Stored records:
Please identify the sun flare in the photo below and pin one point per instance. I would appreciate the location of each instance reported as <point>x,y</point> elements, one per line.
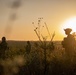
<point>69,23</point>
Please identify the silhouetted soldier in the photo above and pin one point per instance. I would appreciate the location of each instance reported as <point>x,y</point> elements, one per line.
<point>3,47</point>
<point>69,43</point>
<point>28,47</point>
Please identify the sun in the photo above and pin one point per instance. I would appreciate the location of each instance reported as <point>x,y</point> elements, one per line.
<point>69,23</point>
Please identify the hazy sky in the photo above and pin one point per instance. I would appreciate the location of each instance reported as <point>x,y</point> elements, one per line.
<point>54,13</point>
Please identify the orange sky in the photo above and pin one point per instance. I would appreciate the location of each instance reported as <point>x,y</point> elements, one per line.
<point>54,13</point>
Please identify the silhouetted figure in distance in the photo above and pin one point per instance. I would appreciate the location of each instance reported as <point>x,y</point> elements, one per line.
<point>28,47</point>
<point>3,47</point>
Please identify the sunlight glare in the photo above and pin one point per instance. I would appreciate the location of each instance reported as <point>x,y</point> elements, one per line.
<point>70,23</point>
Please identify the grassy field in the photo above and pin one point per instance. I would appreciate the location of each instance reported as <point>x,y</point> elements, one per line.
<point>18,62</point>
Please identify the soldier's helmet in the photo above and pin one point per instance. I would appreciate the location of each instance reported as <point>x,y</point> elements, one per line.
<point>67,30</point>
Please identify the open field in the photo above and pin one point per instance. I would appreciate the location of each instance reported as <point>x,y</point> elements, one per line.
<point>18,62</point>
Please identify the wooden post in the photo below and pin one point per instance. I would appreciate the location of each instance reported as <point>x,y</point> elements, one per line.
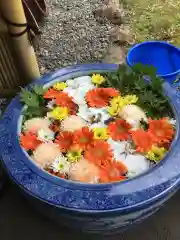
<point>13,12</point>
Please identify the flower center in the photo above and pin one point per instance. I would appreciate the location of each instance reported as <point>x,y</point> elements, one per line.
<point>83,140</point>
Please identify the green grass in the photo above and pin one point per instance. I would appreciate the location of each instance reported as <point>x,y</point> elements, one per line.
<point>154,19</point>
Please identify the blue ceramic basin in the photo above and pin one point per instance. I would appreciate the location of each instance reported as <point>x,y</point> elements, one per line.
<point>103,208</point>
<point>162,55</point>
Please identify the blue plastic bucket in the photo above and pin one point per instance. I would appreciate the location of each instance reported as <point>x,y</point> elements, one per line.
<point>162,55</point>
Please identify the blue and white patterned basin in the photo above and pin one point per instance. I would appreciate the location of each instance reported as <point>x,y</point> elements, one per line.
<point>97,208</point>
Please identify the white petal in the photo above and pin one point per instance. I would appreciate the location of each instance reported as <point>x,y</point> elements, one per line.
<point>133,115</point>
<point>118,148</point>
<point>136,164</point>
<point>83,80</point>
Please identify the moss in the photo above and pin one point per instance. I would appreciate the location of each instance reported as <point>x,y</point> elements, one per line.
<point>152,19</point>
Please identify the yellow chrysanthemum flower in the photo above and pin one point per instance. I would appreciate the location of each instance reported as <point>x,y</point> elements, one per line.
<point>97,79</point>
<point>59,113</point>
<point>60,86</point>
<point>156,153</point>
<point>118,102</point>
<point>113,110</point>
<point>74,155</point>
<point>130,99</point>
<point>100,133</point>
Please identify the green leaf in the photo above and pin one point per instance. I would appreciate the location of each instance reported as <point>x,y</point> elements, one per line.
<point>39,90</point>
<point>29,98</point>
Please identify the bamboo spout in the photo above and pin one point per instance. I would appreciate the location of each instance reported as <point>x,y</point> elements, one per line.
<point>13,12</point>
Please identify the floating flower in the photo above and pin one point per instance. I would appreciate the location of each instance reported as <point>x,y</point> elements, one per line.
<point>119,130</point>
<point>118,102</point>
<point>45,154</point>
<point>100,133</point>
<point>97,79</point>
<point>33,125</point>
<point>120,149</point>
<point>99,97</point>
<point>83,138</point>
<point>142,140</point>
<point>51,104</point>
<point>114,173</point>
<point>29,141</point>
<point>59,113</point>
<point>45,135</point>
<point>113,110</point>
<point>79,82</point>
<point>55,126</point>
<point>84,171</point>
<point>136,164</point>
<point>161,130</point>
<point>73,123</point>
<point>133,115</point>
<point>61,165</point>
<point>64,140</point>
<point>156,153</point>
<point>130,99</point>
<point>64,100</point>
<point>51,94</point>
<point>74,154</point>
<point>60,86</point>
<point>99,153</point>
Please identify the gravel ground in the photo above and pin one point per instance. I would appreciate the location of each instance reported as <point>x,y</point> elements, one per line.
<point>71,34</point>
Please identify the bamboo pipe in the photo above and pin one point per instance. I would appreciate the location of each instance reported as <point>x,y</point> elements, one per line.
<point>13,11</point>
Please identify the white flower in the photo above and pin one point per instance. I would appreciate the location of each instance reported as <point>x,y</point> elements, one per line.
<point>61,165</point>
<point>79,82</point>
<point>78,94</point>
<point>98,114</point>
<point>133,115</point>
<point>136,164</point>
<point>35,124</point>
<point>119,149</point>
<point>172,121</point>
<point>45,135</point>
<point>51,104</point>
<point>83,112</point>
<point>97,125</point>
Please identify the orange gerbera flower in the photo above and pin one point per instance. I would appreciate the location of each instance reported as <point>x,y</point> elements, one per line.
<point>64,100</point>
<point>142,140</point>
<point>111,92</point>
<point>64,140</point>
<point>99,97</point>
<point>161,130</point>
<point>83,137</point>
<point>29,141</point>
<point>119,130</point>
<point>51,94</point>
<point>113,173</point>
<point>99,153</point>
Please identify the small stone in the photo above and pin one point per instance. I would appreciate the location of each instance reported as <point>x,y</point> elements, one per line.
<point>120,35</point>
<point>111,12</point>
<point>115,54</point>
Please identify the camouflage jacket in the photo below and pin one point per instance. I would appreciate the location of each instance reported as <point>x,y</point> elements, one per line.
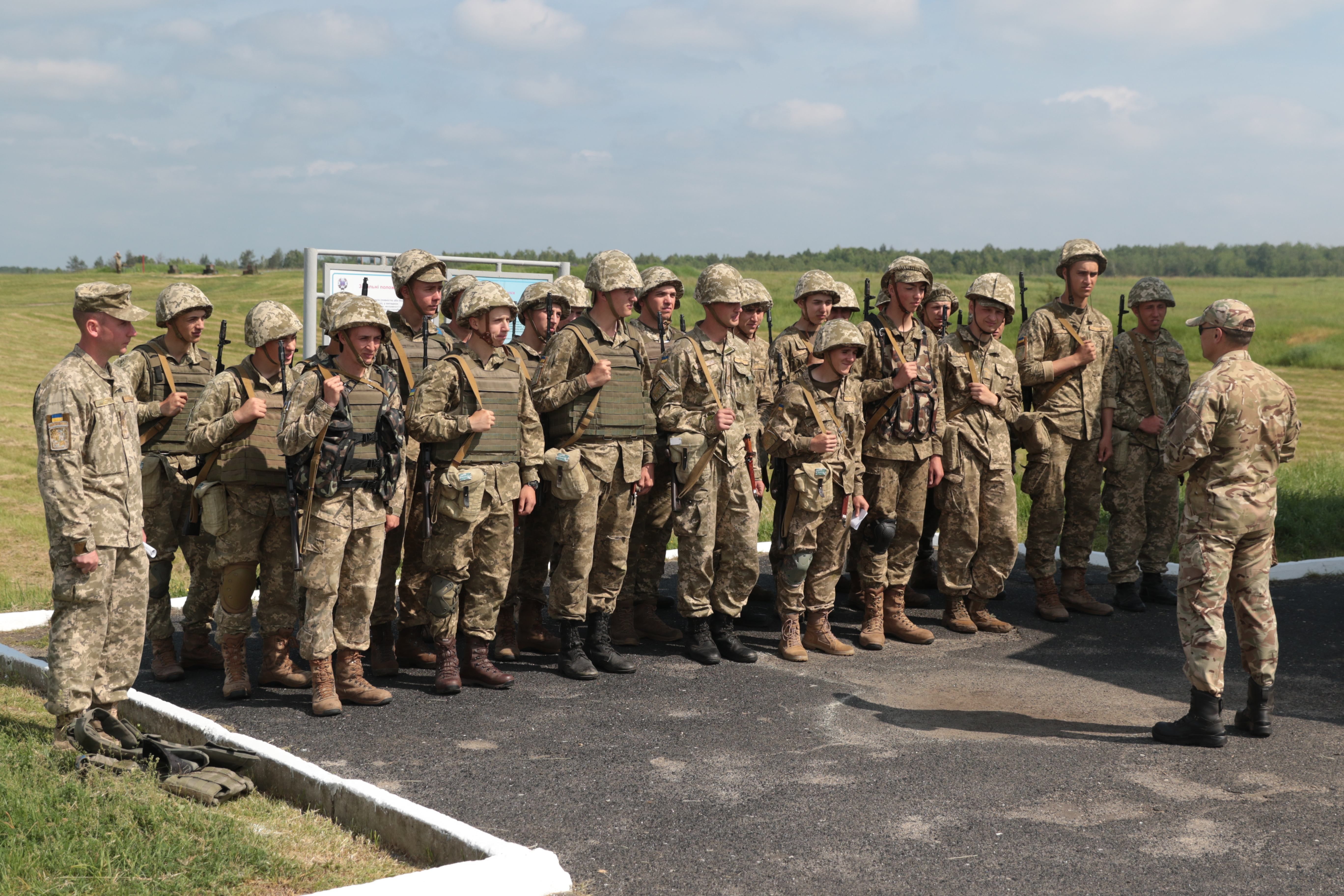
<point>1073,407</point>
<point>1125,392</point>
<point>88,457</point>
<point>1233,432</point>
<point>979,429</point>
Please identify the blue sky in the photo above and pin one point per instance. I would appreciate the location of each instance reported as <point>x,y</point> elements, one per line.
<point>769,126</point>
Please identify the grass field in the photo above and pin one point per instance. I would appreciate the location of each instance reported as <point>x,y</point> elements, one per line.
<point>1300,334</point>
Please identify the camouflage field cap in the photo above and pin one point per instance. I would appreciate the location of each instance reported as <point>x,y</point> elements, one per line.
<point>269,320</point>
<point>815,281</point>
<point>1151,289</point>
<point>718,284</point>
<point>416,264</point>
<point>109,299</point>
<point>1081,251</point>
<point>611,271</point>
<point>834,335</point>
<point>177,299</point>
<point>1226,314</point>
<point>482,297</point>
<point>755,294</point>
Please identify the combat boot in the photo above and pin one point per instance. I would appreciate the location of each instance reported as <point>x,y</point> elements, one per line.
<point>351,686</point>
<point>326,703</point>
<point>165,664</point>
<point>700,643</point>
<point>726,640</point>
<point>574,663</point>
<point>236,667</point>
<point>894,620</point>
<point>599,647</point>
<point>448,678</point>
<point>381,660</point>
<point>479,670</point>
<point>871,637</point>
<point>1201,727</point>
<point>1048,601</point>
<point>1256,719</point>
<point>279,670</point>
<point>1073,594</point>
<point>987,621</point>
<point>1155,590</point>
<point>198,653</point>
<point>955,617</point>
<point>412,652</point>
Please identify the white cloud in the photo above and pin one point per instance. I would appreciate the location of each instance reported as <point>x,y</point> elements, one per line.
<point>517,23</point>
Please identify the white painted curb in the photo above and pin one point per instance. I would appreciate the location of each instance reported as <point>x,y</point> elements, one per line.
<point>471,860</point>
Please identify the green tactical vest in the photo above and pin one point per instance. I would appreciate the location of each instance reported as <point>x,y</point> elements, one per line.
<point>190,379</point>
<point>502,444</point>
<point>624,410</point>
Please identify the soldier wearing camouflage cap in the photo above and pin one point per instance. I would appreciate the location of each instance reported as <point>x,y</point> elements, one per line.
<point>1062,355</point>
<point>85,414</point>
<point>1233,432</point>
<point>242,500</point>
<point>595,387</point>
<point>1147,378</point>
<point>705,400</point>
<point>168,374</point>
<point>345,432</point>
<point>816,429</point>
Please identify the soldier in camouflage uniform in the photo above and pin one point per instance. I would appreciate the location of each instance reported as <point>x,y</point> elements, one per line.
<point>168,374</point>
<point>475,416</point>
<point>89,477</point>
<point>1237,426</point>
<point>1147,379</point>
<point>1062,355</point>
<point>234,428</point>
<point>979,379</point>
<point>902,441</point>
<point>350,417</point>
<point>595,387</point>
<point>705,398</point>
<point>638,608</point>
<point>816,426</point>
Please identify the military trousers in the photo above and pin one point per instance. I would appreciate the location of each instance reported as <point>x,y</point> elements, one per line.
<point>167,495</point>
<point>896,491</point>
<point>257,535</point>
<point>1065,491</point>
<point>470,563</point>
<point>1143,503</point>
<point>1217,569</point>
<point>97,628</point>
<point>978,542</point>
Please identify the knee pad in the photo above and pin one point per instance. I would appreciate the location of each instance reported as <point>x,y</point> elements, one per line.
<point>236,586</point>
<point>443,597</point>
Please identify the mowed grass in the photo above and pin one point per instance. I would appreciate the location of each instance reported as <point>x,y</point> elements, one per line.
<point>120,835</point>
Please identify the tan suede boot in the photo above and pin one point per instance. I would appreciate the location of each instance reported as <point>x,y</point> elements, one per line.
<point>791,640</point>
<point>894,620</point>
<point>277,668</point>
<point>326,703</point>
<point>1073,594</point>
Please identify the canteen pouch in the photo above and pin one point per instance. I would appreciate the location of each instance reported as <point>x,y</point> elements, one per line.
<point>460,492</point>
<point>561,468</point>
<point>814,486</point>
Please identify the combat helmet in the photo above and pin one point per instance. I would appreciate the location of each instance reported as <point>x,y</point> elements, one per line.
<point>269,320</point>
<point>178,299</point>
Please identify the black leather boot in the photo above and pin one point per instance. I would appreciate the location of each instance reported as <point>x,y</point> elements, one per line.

Short task:
Copy out word for word the lines starting at the one containing "Please identify the blue plastic" and ending at the one containing "<point>97,208</point>", both included.

Output below:
Please identify the blue plastic bucket in the photo above and pin one point per instance. I would appreciate the location of each instance reported as <point>x,y</point> elements, one per line.
<point>162,55</point>
Please identify the blue and white patterned basin in the photo above and pin one point per instance. I would appreciate the location of each instance reported as <point>x,y</point> elements, one per line.
<point>97,208</point>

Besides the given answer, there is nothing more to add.